Text section:
Kinnison took office in mid-2024, the fifth CEO since the agency was established in 2019.

In an interview on KUOW’s Soundside program, Kinnison said she realized that after several months on the job, something wasn’t right with the agency’s practices.

Kinnison said accounting practices were inadequate and she reported the fact to city and county officials.

“I was very surprised by what I found at KCHRA,” she said.

Kinnison said the agency has begun implementing reforms, but she has asked King County and Seattle to let her hire an accountant to find $8 million that is missing.

She said the agency currently lacks the accounting sophistication to track its full spending on homeless services.

Kellison said after a couple of months on the job, it became clear something wasn’t right with how the agency monitored its finances.

Kinnison said the homeless agency is worth saving and said she was glad the audit brought the full dimensions of the agency’s problems to light.

But she wasn’t asked, and she did not address the auditor’s findings that she was missing in action during meetings held as the audit progressed.

Kinnison didn’t show up for most of the twice-weekly KCRHA board meetings held concurrently with the audit period, said fraud investigator Mike Nurse in the audit report.

Required tasks:
[A] According to the excerpt about the homeless agency, how much missing money does Kinnison want an accountant hired to find?
[B] Write out the passage from the excerpt about the homeless agency, starting at "In an interview" and ending at "and county officials.".

Excerpted data:
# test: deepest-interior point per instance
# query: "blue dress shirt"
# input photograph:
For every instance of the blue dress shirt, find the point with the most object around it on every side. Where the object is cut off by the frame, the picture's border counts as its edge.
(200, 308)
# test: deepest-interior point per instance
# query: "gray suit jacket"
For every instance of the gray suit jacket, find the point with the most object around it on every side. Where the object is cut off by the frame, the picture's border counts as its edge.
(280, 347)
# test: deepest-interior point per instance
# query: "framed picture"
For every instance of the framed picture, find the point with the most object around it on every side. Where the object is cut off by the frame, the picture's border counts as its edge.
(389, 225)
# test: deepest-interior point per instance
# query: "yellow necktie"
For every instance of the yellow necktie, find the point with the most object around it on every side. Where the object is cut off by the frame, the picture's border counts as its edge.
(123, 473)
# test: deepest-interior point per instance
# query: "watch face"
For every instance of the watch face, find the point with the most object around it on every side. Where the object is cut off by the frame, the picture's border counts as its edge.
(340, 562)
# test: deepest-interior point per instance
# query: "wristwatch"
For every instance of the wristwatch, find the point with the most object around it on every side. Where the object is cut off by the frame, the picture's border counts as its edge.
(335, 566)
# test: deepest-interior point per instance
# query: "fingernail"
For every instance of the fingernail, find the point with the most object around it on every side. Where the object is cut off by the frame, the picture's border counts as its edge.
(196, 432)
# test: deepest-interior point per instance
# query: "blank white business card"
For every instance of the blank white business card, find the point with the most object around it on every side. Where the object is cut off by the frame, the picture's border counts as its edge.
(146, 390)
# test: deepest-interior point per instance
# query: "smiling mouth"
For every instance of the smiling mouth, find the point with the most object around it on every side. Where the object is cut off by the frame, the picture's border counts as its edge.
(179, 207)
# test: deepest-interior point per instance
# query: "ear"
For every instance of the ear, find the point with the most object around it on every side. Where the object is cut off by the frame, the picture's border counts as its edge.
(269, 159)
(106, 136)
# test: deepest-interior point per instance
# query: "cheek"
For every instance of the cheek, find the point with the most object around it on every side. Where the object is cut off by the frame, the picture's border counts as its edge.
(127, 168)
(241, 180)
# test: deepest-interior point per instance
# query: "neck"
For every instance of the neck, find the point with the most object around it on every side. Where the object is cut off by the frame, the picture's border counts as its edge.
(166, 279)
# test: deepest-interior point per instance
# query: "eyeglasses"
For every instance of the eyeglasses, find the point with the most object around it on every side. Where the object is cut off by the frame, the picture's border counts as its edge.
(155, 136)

Solutions for each task:
[A] $8 million

[B]
In an interview on KUOW’s Soundside program, Kinnison said she realized that after several months on the job, something wasn’t right with the agency’s practices.

Kinnison said accounting practices were inadequate and she reported the fact to city and county officials.